• Rows from a box-labeling dataset:
==*==
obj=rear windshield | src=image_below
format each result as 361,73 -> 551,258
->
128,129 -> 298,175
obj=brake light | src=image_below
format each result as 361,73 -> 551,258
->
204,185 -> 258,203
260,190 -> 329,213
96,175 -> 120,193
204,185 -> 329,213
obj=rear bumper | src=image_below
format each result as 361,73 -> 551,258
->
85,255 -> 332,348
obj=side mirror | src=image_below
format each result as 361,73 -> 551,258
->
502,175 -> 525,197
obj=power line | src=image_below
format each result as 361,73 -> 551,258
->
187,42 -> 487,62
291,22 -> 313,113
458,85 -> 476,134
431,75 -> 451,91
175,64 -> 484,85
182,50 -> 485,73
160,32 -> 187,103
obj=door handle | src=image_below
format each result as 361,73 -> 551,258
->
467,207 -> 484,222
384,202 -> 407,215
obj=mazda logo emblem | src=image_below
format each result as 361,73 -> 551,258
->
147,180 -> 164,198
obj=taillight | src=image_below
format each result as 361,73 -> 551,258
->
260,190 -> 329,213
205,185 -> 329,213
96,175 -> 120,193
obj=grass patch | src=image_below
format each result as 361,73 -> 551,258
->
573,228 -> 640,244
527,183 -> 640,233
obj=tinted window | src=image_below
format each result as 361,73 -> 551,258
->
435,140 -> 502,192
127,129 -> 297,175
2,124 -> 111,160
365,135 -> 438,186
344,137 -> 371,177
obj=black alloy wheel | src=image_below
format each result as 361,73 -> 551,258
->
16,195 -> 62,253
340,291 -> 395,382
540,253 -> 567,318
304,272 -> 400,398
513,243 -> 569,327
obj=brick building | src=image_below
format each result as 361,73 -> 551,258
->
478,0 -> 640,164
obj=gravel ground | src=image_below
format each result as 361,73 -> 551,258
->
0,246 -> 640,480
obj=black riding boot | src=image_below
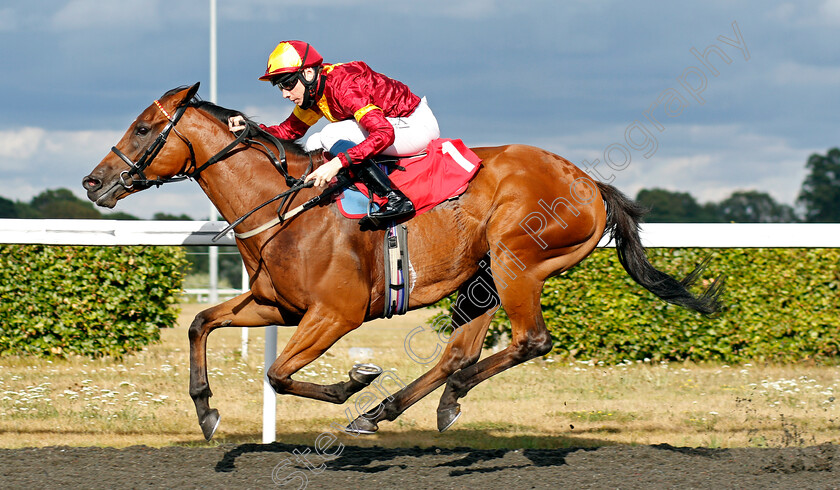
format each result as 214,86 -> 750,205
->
356,162 -> 414,226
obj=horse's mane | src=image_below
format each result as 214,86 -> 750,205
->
163,86 -> 308,156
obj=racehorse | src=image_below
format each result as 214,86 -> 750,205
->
82,84 -> 722,440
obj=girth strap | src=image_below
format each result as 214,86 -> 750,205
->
383,223 -> 411,318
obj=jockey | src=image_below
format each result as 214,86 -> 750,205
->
228,41 -> 440,225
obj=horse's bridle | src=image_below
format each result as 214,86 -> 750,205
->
111,89 -> 322,242
111,92 -> 298,190
111,100 -> 197,190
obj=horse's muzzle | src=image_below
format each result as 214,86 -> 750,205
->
82,172 -> 122,208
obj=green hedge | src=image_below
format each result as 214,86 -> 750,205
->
0,245 -> 186,357
436,249 -> 840,363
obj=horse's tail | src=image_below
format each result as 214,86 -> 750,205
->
598,182 -> 724,315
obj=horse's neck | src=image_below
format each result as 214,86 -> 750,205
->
191,124 -> 314,227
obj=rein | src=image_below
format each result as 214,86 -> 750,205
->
111,97 -> 326,242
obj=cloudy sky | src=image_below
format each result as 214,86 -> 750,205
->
0,0 -> 840,218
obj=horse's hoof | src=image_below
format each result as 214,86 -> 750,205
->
198,408 -> 222,441
350,364 -> 382,386
438,405 -> 461,432
347,415 -> 379,435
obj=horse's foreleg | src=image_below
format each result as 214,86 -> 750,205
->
189,293 -> 284,441
267,308 -> 370,403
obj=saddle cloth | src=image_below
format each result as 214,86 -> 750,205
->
338,138 -> 481,219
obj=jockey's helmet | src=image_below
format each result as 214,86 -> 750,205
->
260,41 -> 324,81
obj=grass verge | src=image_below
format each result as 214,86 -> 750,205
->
0,304 -> 840,448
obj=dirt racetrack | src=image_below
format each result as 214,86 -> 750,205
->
0,443 -> 840,490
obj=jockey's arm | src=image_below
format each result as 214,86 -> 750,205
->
336,106 -> 394,167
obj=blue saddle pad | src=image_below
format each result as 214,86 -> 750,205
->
338,186 -> 379,218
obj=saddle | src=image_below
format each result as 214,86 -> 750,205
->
337,139 -> 481,219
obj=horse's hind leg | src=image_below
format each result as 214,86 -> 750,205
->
348,269 -> 499,434
438,276 -> 552,431
189,293 -> 287,441
267,306 -> 382,403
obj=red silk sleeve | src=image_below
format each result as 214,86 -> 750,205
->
338,108 -> 394,167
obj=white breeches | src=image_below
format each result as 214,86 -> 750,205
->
305,97 -> 440,156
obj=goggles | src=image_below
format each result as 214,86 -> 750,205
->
271,72 -> 298,90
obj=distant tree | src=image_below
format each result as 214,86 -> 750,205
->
152,213 -> 193,221
29,188 -> 102,219
636,189 -> 719,223
0,197 -> 20,218
102,211 -> 140,221
796,148 -> 840,223
716,191 -> 799,223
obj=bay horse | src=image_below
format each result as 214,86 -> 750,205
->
82,84 -> 722,440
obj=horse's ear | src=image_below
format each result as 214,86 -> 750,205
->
181,82 -> 201,104
184,82 -> 201,101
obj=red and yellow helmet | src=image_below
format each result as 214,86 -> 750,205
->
260,41 -> 324,81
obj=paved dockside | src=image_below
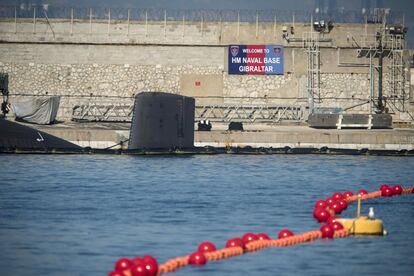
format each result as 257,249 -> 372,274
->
24,122 -> 414,150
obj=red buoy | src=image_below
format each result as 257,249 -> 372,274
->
330,221 -> 344,231
188,251 -> 207,265
326,216 -> 338,224
380,184 -> 390,191
329,201 -> 342,214
332,192 -> 344,200
242,232 -> 257,244
381,187 -> 394,197
142,255 -> 158,276
131,257 -> 144,266
344,191 -> 354,198
226,238 -> 244,248
257,233 -> 270,241
315,200 -> 328,208
338,199 -> 348,211
357,189 -> 368,196
325,197 -> 335,206
313,208 -> 331,222
131,263 -> 149,276
198,241 -> 217,253
278,229 -> 293,239
320,224 -> 335,239
115,258 -> 132,272
392,184 -> 402,195
108,271 -> 125,276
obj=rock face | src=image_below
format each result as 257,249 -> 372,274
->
0,19 -> 408,120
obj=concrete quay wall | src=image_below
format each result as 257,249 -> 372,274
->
0,19 -> 414,120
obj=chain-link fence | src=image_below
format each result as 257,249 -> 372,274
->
0,5 -> 403,23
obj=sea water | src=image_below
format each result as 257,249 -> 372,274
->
0,155 -> 414,276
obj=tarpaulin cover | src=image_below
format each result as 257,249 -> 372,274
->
0,119 -> 82,152
12,96 -> 60,125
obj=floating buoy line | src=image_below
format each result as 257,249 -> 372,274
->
108,184 -> 414,276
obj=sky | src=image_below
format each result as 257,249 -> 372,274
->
0,0 -> 414,48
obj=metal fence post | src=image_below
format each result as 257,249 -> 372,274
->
89,8 -> 92,34
164,10 -> 167,38
70,8 -> 73,35
183,14 -> 185,37
237,11 -> 240,39
108,8 -> 111,35
127,9 -> 131,36
145,10 -> 148,37
33,7 -> 36,34
14,7 -> 17,34
201,13 -> 204,37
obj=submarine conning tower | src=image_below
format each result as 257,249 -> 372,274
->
128,92 -> 195,150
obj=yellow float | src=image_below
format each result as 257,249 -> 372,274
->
338,195 -> 387,235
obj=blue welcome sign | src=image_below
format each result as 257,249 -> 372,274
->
228,45 -> 284,75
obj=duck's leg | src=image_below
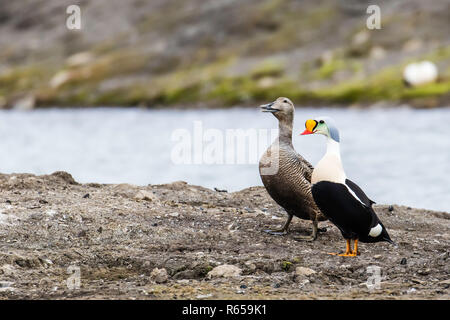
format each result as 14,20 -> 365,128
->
264,214 -> 292,236
294,218 -> 319,241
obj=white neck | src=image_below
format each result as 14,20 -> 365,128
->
311,137 -> 346,184
326,137 -> 341,160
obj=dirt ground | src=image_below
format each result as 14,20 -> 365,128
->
0,172 -> 450,299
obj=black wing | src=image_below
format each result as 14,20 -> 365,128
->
345,179 -> 375,207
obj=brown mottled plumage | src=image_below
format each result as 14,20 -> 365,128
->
259,97 -> 326,240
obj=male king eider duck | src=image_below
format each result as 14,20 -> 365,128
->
259,97 -> 326,241
302,117 -> 394,257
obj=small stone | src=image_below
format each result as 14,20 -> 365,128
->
150,268 -> 169,283
196,293 -> 212,299
207,264 -> 242,279
78,230 -> 87,238
295,267 -> 316,276
134,190 -> 158,201
407,288 -> 417,294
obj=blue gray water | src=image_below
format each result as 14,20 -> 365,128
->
0,108 -> 450,211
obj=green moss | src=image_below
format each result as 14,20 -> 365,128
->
250,60 -> 284,79
317,60 -> 346,79
281,261 -> 292,272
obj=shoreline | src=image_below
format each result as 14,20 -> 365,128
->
0,172 -> 450,299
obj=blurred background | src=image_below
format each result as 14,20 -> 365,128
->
0,0 -> 450,211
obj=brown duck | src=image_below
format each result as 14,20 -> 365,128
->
259,97 -> 327,241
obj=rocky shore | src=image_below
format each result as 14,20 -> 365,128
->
0,0 -> 450,110
0,172 -> 450,299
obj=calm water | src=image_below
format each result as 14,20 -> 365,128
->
0,108 -> 450,211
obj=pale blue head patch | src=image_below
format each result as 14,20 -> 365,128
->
316,117 -> 340,142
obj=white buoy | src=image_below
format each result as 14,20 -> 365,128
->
403,61 -> 438,87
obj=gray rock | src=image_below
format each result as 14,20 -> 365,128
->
208,264 -> 242,279
150,268 -> 169,283
295,267 -> 316,276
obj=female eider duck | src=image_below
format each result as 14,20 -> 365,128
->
259,97 -> 326,241
302,117 -> 394,257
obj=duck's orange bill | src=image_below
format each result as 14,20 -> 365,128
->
302,119 -> 317,135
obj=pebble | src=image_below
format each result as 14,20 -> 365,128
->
150,268 -> 169,283
196,293 -> 212,299
207,264 -> 242,279
295,267 -> 316,276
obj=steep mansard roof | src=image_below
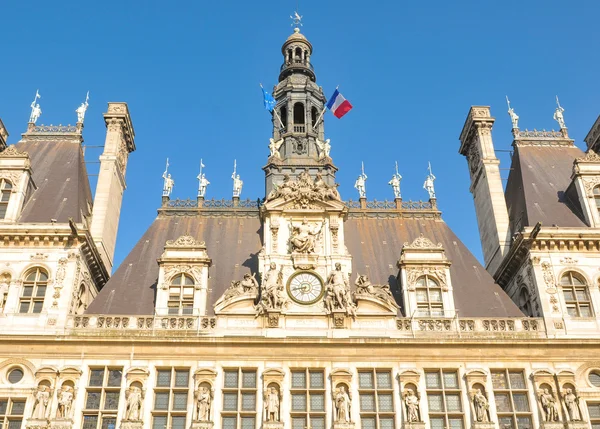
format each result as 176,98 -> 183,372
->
86,211 -> 522,317
16,141 -> 93,223
505,145 -> 588,232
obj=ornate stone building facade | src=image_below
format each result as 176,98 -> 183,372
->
0,25 -> 600,429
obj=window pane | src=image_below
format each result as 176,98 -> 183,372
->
513,393 -> 529,412
448,417 -> 462,429
425,372 -> 442,389
379,417 -> 394,429
170,416 -> 185,429
242,393 -> 256,411
508,372 -> 527,389
360,417 -> 377,429
494,393 -> 512,413
292,417 -> 306,429
152,416 -> 167,429
446,395 -> 462,411
173,392 -> 187,410
292,393 -> 306,411
292,371 -> 312,389
358,372 -> 375,389
242,371 -> 256,389
498,417 -> 514,429
444,372 -> 458,389
104,392 -> 119,410
156,369 -> 171,387
517,417 -> 533,429
427,394 -> 444,412
242,417 -> 255,429
154,392 -> 169,410
309,371 -> 325,389
102,417 -> 117,429
85,392 -> 100,410
223,417 -> 237,429
377,371 -> 392,389
310,393 -> 325,411
83,416 -> 98,429
377,394 -> 394,412
223,393 -> 237,411
107,369 -> 123,387
360,393 -> 375,411
175,370 -> 190,387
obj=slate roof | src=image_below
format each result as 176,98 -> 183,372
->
505,145 -> 588,232
86,212 -> 523,317
16,141 -> 93,223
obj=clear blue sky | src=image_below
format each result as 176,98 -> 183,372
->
0,0 -> 600,270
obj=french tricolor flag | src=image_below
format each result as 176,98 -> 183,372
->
327,88 -> 352,119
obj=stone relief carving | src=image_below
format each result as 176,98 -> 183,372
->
354,274 -> 398,307
194,385 -> 215,422
402,233 -> 444,249
538,389 -> 559,422
290,218 -> 323,253
215,273 -> 258,306
266,171 -> 340,209
402,389 -> 421,423
166,235 -> 206,247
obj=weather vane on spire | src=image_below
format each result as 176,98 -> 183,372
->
290,11 -> 302,28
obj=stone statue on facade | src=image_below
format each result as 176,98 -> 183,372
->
163,158 -> 175,197
423,163 -> 435,199
333,385 -> 352,423
56,385 -> 75,419
125,386 -> 143,421
554,95 -> 567,129
290,218 -> 323,253
75,91 -> 90,124
269,138 -> 283,159
31,385 -> 50,420
538,389 -> 559,422
264,387 -> 281,422
354,274 -> 398,307
563,388 -> 583,422
388,162 -> 402,198
231,160 -> 244,198
29,91 -> 42,124
315,139 -> 331,161
402,389 -> 421,423
506,95 -> 519,129
194,386 -> 214,422
354,163 -> 367,198
472,389 -> 490,423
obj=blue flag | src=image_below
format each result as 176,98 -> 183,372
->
260,85 -> 277,112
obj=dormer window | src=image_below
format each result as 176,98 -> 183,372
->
415,275 -> 444,316
560,271 -> 592,317
167,273 -> 194,315
0,179 -> 13,219
19,267 -> 48,313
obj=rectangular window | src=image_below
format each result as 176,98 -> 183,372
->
221,368 -> 258,429
492,369 -> 533,429
358,369 -> 394,429
152,368 -> 190,429
425,370 -> 464,429
290,368 -> 325,429
83,367 -> 123,429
==*==
Render the material between the lines holding "obj=stone relief carving | src=image_below" and "290,11 -> 302,28", inclusive, as a JSON list of strings, one per line, with blank lines omitted.

[
  "obj=stone relief carving | src=image_below",
  "format each result as 176,98 -> 183,372",
  "->",
  "354,274 -> 398,307",
  "194,385 -> 215,422",
  "402,233 -> 444,249",
  "538,389 -> 559,422",
  "290,218 -> 323,253",
  "215,273 -> 258,306",
  "266,171 -> 340,209",
  "402,389 -> 421,423",
  "166,235 -> 206,247",
  "obj=weather vane on spire | src=image_below",
  "format each result as 176,98 -> 183,372",
  "->",
  "290,11 -> 302,28"
]